Entries from a dataset:
§

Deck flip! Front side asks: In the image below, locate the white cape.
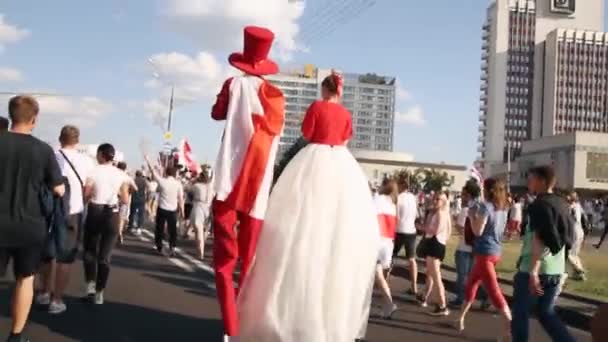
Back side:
[238,144,380,342]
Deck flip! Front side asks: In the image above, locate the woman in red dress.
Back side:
[238,74,380,342]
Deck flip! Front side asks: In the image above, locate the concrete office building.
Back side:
[495,131,608,192]
[478,0,604,174]
[268,65,395,158]
[353,149,470,192]
[540,29,608,136]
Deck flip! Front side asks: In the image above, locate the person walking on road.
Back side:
[0,95,65,342]
[36,125,95,314]
[128,170,148,236]
[116,162,138,244]
[83,144,130,305]
[511,166,574,342]
[450,181,487,308]
[393,175,418,296]
[568,191,587,281]
[457,178,511,337]
[190,171,213,260]
[238,73,380,342]
[374,178,399,319]
[417,192,452,316]
[146,157,184,257]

§

# INSTRUCTION
How many lines in the entries above contain the word "Front"? Case matters; give only the number.

# EXERCISE SOLUTION
4